══ Extract

The Mombasa bomb attack could not have come at a worse time for Kenyans.

People are already anxious about life after 27 December, when general elections end President Daniel arap Moi's long rule and usher in a new leader.


If you break a cup once, it is an accident; twice is carelessness

No-one knows who that new leader will be or whether he will be voted in peacefully.

The last thing Kenyans needed was more violence and uncertainty.

When Sulami Yehudi saw his Paradise Hotel in Mombasa go up in smoke on Thursday, other hoteliers at the popular tourist resort held their collective breath.

Economic fears

They fear their peak Christmas season profit dreams could also go up in a huge cloud of smoke in the form of hotel booking cancellations.

Kenyan soldier outside bombed hotel
Once again Kenyans bore the brunt of the casualties
So big is this fear that one of the first calls I received on Thursday from coastal Kenya was not from a Kenyan reeling from the shock of the bomb attack but a Kenya tourism industry operator.

════
══ Supplied entries

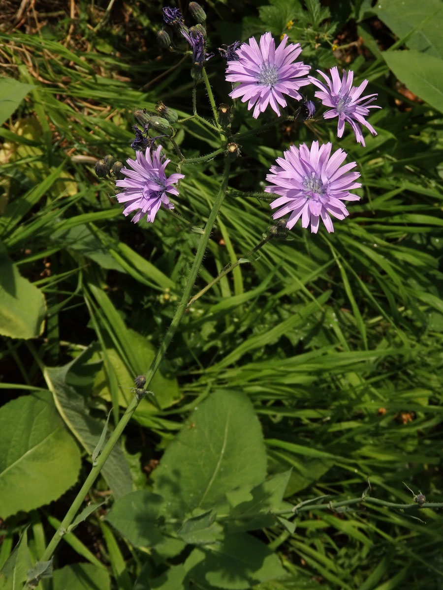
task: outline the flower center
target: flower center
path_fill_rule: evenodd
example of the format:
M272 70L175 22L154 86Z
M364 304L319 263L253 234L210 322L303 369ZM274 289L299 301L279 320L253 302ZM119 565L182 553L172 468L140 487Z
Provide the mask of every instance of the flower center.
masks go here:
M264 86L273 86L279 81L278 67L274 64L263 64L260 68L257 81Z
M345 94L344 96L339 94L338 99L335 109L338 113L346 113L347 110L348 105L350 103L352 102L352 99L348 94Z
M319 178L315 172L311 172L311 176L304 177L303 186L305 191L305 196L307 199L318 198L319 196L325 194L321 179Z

════
══ Supplied entries

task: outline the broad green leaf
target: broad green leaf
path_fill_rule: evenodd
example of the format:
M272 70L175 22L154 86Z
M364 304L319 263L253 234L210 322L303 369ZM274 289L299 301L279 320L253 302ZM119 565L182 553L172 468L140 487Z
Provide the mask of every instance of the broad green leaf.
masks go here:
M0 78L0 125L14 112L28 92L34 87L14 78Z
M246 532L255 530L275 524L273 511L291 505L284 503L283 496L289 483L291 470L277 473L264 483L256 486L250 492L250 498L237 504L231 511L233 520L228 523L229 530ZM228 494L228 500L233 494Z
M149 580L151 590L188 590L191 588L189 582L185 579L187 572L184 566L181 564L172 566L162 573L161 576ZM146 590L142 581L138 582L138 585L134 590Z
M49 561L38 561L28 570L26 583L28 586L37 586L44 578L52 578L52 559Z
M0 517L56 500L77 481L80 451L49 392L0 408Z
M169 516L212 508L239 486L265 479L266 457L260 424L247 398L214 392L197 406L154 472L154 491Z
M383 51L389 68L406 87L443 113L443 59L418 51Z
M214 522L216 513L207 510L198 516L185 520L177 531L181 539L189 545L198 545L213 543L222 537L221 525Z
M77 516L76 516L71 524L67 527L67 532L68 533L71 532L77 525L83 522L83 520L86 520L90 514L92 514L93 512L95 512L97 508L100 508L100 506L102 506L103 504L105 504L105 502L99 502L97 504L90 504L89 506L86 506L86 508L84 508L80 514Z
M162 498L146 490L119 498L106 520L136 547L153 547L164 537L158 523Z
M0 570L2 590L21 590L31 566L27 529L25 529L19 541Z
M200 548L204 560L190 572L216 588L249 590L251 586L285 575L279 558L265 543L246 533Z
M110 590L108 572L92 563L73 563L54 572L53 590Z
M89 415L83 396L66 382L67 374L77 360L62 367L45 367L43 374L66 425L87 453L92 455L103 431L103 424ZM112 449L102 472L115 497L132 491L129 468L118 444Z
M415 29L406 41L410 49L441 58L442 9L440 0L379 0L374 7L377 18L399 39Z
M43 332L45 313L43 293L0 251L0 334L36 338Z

════

Task objective -
Print the part of the Mombasa bomb attack article above, from "The last thing" to "their collective breath.", inclusive.

Task response -
The last thing Kenyans needed was more violence and uncertainty.

When Sulami Yehudi saw his Paradise Hotel in Mombasa go up in smoke on Thursday, other hoteliers at the popular tourist resort held their collective breath.